• _STUDY QUESTIONS_:
1 - Using the article on sunscreen and tanning, explain why a person can still tan while wearing sunscreen.
2 - In the article on sunscreen and tanning, take the part that opens with the words containing "Some people may" and closes with "Skin to Tan?", and write it out again, swapping "hefty price" for "steep price".

• _SUPPLIED TEXT_:
Some people may chase sun-kissed skin all year long, but this can come at a hefty price to your skin health—from a wrinkled, leathery complexion to dark spots to increased skin cancer risk. This is why you should always wear sunscreen when you step outside, even when the sun isn't at its peak strength. But how much does sunscreen protect you, anyway? Can you still get a tan with sunscreen?
The quick answer is yes, but there's actually much more to it. Here's what you need to know when it comes to sunscreen and tanning.
What Causes Your Skin to Tan?
According to the Skin Cancer Foundation, tanning happens when the skin produces a protective skin-darkening pigment called melanin. This bodily response helps prevent further skin damage from the sun's (or, even worse, a tanning bed's) harmful ultraviolet (UV) rays. This natural defense can happen to anyone at any age and on any skin type, though fair skin may be more likely to burn than tan.
Can You Still Get a Tan with Sunscreen?
So, does sunscreen prevent tanning? It's a myth that sunscreen prevents tanning altogether. While sunscreen protects against UV rays, there's still a chance you'll get some color on your skin. It's also a myth that getting a "base tan" will make your skin more tolerant to UV rays or help prevent sunburn.
As a refresher, sunscreen comes in chemical and physical-based formulas, which work to absorb or block incoming UV rays, respectively. These formulas minimize skin damage and reduce skin cancer risk, but they can't filter out 100 percent of the sun's rays. For example, an SPF 15 sunscreen filters approximately 93 percent of UVB rays, while a sunscreen with SPF 50 filters around 98 percent of UVB rays. Sounds good, right? Well, bear in mind that this number assumes you're applying and reapplying exactly as directed. This isn't always the case, even with the most diligent sunscreen users.

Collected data

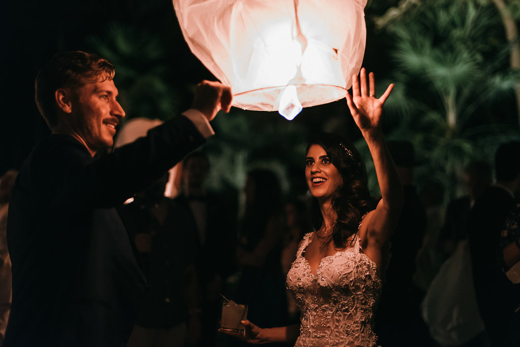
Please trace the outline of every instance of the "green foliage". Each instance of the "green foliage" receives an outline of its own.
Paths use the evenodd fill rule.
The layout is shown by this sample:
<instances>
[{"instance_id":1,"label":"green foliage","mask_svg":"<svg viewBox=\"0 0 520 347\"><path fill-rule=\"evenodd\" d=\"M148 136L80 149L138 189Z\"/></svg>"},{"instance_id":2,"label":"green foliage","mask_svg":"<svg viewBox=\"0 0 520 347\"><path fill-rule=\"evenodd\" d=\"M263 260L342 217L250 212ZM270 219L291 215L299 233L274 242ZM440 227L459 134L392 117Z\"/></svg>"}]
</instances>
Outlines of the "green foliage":
<instances>
[{"instance_id":1,"label":"green foliage","mask_svg":"<svg viewBox=\"0 0 520 347\"><path fill-rule=\"evenodd\" d=\"M503 115L493 111L512 99L518 76L509 72L500 17L489 2L427 0L410 8L387 26L401 86L388 100L397 123L391 136L414 144L423 162L418 183L436 177L450 198L465 165L492 162L497 142L518 134L513 126L497 136ZM516 110L509 112L514 119Z\"/></svg>"}]
</instances>

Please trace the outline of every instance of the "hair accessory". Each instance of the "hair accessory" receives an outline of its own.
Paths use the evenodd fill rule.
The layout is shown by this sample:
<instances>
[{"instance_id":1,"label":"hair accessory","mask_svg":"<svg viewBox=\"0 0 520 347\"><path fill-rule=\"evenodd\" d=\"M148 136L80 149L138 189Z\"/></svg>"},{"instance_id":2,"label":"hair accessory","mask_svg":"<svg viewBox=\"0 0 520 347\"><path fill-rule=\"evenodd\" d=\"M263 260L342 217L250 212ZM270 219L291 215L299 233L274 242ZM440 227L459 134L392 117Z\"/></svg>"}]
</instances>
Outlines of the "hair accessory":
<instances>
[{"instance_id":1,"label":"hair accessory","mask_svg":"<svg viewBox=\"0 0 520 347\"><path fill-rule=\"evenodd\" d=\"M342 148L345 150L345 151L347 152L347 154L348 154L348 155L350 157L352 160L354 160L354 156L352 155L352 152L350 152L350 150L348 148L347 148L346 147L345 147L345 145L342 143L341 142L340 142L340 145L341 146Z\"/></svg>"}]
</instances>

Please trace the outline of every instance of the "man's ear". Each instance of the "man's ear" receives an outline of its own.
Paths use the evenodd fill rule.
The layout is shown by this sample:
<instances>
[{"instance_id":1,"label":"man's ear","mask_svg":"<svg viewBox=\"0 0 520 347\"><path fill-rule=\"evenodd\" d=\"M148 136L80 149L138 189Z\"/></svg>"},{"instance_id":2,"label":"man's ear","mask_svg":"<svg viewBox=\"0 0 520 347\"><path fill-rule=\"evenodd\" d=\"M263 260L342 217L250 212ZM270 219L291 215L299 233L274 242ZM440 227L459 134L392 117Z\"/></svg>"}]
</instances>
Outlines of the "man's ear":
<instances>
[{"instance_id":1,"label":"man's ear","mask_svg":"<svg viewBox=\"0 0 520 347\"><path fill-rule=\"evenodd\" d=\"M58 108L66 113L72 112L71 93L70 90L60 88L54 92L54 99Z\"/></svg>"}]
</instances>

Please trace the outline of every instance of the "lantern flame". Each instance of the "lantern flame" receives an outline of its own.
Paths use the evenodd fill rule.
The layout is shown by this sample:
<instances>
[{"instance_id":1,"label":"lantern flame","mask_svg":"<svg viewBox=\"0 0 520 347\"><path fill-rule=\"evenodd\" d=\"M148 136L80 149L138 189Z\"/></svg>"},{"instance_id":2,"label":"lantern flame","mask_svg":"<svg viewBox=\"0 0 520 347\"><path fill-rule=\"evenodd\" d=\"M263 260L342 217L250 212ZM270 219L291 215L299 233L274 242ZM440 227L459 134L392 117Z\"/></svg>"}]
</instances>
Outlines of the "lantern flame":
<instances>
[{"instance_id":1,"label":"lantern flame","mask_svg":"<svg viewBox=\"0 0 520 347\"><path fill-rule=\"evenodd\" d=\"M298 100L298 93L296 86L287 86L282 92L280 97L280 105L278 113L285 117L288 121L292 121L296 115L302 112L303 108Z\"/></svg>"}]
</instances>

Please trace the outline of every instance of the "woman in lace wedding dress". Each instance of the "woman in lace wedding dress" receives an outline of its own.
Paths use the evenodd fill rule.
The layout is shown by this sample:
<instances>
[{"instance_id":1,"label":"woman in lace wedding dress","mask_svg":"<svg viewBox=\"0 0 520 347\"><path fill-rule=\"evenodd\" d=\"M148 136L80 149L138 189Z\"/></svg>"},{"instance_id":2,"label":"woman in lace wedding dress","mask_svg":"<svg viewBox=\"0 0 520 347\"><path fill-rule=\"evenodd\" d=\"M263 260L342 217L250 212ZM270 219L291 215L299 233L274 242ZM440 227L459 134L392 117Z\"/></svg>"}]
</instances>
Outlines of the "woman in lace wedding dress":
<instances>
[{"instance_id":1,"label":"woman in lace wedding dress","mask_svg":"<svg viewBox=\"0 0 520 347\"><path fill-rule=\"evenodd\" d=\"M305 235L287 275L301 311L300 325L261 328L249 321L251 343L294 342L295 346L375 345L372 324L388 261L388 241L402 203L402 190L383 139L382 106L391 85L374 97L373 74L353 77L347 103L374 161L381 198L375 209L365 165L341 137L322 134L307 148L305 177L313 197L315 230Z\"/></svg>"}]
</instances>

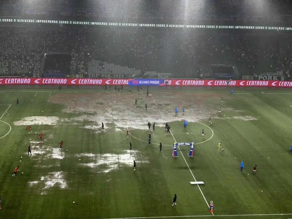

• _EXERCISE SOLUTIONS_:
1 - Chemical and physical sunscreen formulas absorb or block incoming UV rays, but they can't filter out 100 percent of the sun's rays. Even the stated filtering figures, such as about 93 percent of UVB rays for SPF 15 and about 98 percent for SPF 50, assume the sunscreen is applied and reapplied exactly as directed, which isn't always the case.

2 -
Some people may chase sun-kissed skin all year long, but this can come at a steep price to your skin health—from a wrinkled, leathery complexion to dark spots to increased skin cancer risk. This is why you should always wear sunscreen when you step outside, even when the sun isn't at its peak strength. But how much does sunscreen protect you, anyway? Can you still get a tan with sunscreen?
The quick answer is yes, but there's actually much more to it. Here's what you need to know when it comes to sunscreen and tanning.
What Causes Your Skin to Tan?